Task goal:
None of the images should appear in your copy. Transcribe the data in full.

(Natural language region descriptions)
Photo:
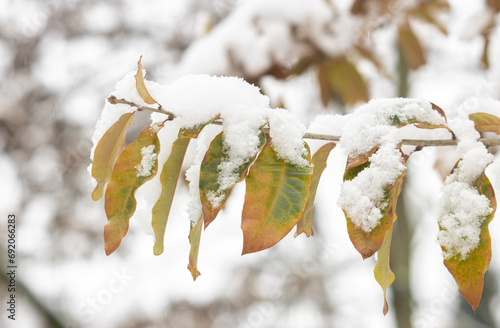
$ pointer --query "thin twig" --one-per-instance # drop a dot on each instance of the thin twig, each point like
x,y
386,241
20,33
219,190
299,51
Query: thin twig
x,y
317,136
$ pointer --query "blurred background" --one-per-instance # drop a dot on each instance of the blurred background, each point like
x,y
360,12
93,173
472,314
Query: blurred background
x,y
60,59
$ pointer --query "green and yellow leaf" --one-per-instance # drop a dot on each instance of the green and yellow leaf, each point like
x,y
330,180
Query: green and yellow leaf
x,y
319,164
194,240
209,175
469,272
169,177
120,203
367,243
485,122
276,195
107,151
141,86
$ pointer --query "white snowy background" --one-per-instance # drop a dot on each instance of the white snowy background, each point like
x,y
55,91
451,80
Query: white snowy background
x,y
61,59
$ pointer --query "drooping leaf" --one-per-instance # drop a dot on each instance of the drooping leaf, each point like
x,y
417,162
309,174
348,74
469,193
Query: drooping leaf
x,y
383,273
410,46
276,195
319,162
469,272
194,240
120,203
485,122
345,81
209,175
141,86
169,177
106,153
367,243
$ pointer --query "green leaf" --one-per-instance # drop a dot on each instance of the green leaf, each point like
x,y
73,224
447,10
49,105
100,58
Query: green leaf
x,y
120,201
106,153
367,243
276,195
209,175
383,273
469,272
169,177
485,122
319,161
410,46
346,82
141,86
194,240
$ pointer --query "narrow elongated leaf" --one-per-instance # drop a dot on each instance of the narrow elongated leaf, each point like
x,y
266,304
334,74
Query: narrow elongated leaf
x,y
141,86
276,195
106,153
120,203
194,240
169,177
383,273
319,162
469,273
209,175
485,122
345,81
367,243
410,46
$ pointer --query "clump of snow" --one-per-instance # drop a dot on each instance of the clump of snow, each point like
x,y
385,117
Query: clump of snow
x,y
374,124
286,133
145,167
461,209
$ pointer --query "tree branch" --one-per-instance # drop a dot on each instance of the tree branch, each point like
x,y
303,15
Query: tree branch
x,y
316,136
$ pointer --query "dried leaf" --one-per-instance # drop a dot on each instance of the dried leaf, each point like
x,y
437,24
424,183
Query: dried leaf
x,y
410,46
169,177
319,161
469,273
209,175
141,86
194,240
107,151
276,195
383,273
485,122
120,203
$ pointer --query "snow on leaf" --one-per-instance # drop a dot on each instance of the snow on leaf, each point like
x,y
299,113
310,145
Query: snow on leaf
x,y
485,122
141,86
469,272
276,195
368,239
194,240
383,273
410,46
169,177
319,164
212,195
120,203
107,151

Task response:
Photo:
$ pointer --query "thin twig" --one-per-instance # drop a dot on each instance of the thin twig, each point like
x,y
386,241
20,33
219,190
299,51
Query: thin twig
x,y
317,136
$ pointer --query "blurred background" --one-per-instance # drop a dot on each instance of the blurred background, each point like
x,y
360,12
93,173
472,314
Query: blurred background
x,y
60,59
$ pointer --query "green and yellow leaf" --one-per-instance # drop a dot on each instance of the green and yellow leaf, each point like
x,y
330,180
Query: green and yellow leaf
x,y
319,164
194,240
209,175
469,272
169,177
120,203
367,243
485,122
276,195
107,151
141,86
$ pointer --query "white snowy background" --one-per-instance # drop a dot on each instance of the white snowy background, each point like
x,y
55,91
451,80
Query: white snowy background
x,y
61,59
$ pointer --query "drooping leaf" --one-per-instance # drop a dot on each instance of the drooping leaf, each point like
x,y
417,162
309,174
348,74
469,193
Query: drooping leaf
x,y
383,273
410,46
276,195
319,162
469,272
194,240
120,203
485,122
345,81
209,175
141,86
169,177
106,153
367,243
$ pointer --query "green leaf" --one-per-instance # drop a dot on each instance of the green leaf, each point like
x,y
73,224
447,10
49,105
100,58
Query: green leaf
x,y
120,201
106,153
367,243
276,195
209,175
383,273
469,272
169,177
485,122
319,161
410,46
346,82
141,86
194,240
$ pointer --query "narrow elongated leaf" --one-per-instance # drop a dot on each instance of the narrow elongated leaf, each point like
x,y
266,304
334,74
Query: narrow elongated leaf
x,y
141,86
276,195
106,153
120,203
194,240
169,177
383,273
319,162
469,273
209,175
485,122
345,81
367,243
410,46
$ pointer --query "clump of snow" --one-per-instance # drop a dot on each instance of the clump of snow, each point like
x,y
385,117
Query: clump of snow
x,y
374,124
286,133
145,167
461,209
$ pointer --query "tree branch" --one-per-instance # drop a dot on each instance of the tree branch, each point like
x,y
303,15
Query: tree branch
x,y
316,136
$ pointer --query "dried leaf" --one-per-instance # drop a dot on each instance of the dried leaf, each point like
x,y
437,24
424,183
Query: dried leaf
x,y
410,46
169,177
319,161
469,273
209,175
141,86
194,240
107,151
276,195
383,273
485,122
120,203
$ pointer --query "snow on leaf" --one-per-instance # drop a dot on each instance of the snow on leaf, each point like
x,y
299,113
310,145
Query: snow on leaf
x,y
485,122
141,86
469,272
276,195
368,239
194,240
383,273
410,46
169,177
319,164
212,195
120,203
107,151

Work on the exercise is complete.